WRITTEN REQUEST:
Copy the material from its start through the line containing "25, 16, 38, 168", requests included, and decrease every bounding box coordinate in the answers by 61. Leave the pictures out of your copy.

Items from a labeling collection:
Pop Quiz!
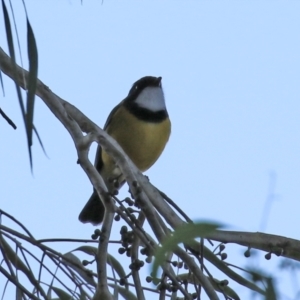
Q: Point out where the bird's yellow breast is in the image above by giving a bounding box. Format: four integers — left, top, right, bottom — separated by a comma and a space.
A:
102, 106, 171, 172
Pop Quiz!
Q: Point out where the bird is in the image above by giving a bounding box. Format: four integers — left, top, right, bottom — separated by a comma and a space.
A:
78, 76, 171, 225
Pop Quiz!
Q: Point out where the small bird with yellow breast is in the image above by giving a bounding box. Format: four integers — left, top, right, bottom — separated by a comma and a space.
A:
79, 76, 171, 225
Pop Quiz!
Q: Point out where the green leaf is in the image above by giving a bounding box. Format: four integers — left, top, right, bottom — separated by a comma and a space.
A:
152, 223, 221, 277
25, 16, 38, 168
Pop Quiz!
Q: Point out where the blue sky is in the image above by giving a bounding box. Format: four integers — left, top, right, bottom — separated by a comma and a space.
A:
0, 0, 300, 297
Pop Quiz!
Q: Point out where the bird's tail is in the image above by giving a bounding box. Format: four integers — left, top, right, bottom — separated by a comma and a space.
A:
78, 190, 105, 225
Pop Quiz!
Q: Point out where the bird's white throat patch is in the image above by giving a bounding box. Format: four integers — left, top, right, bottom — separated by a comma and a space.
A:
135, 86, 166, 111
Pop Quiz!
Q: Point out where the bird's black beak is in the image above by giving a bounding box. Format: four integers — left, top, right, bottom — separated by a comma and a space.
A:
155, 77, 162, 86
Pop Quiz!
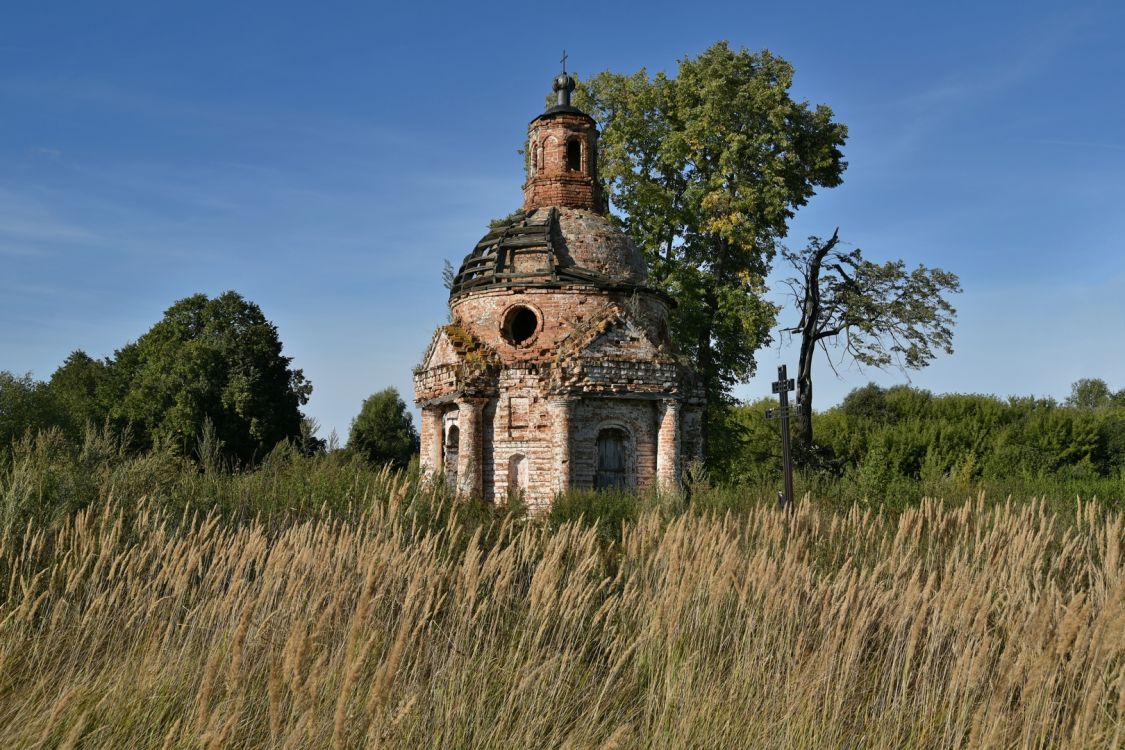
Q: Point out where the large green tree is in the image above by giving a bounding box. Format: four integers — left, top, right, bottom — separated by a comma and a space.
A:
46, 351, 110, 440
783, 231, 961, 450
107, 291, 313, 463
0, 370, 59, 455
348, 388, 419, 469
576, 42, 847, 458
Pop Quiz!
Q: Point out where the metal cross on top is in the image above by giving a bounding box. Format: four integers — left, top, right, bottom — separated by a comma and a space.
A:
766, 364, 794, 510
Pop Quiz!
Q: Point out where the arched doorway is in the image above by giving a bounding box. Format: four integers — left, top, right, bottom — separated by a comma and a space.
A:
441, 425, 461, 487
507, 453, 528, 497
594, 427, 630, 489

THE SOLUTION:
Pop Quiz!
Q: Point out where the bird's yellow breast is in the image above by giving a bounding box. Format: four integers — left, top, right, bottom — separated by a comma and a space.
A:
41, 45, 110, 111
Pop Quiz!
Q: Point out where the bird is in the image above by giving a bounding box. Format: four integers — left, top, right, bottom — separated by a comma and a space.
A:
17, 15, 110, 164
Pop Quiz!
Q: Point out where the small bird with yellow breast is in the image above by giving a bounding box. Format: four integers — left, top, right, bottom — separated by a comma and a space.
A:
18, 15, 110, 164
Pop Quiz!
Q: Point out where the green leaf is in the image above by giving a bounding box. Format: four integers — left, top, right, bottom — separated by a comma and a space.
A:
91, 162, 160, 216
-36, -45, -23, 107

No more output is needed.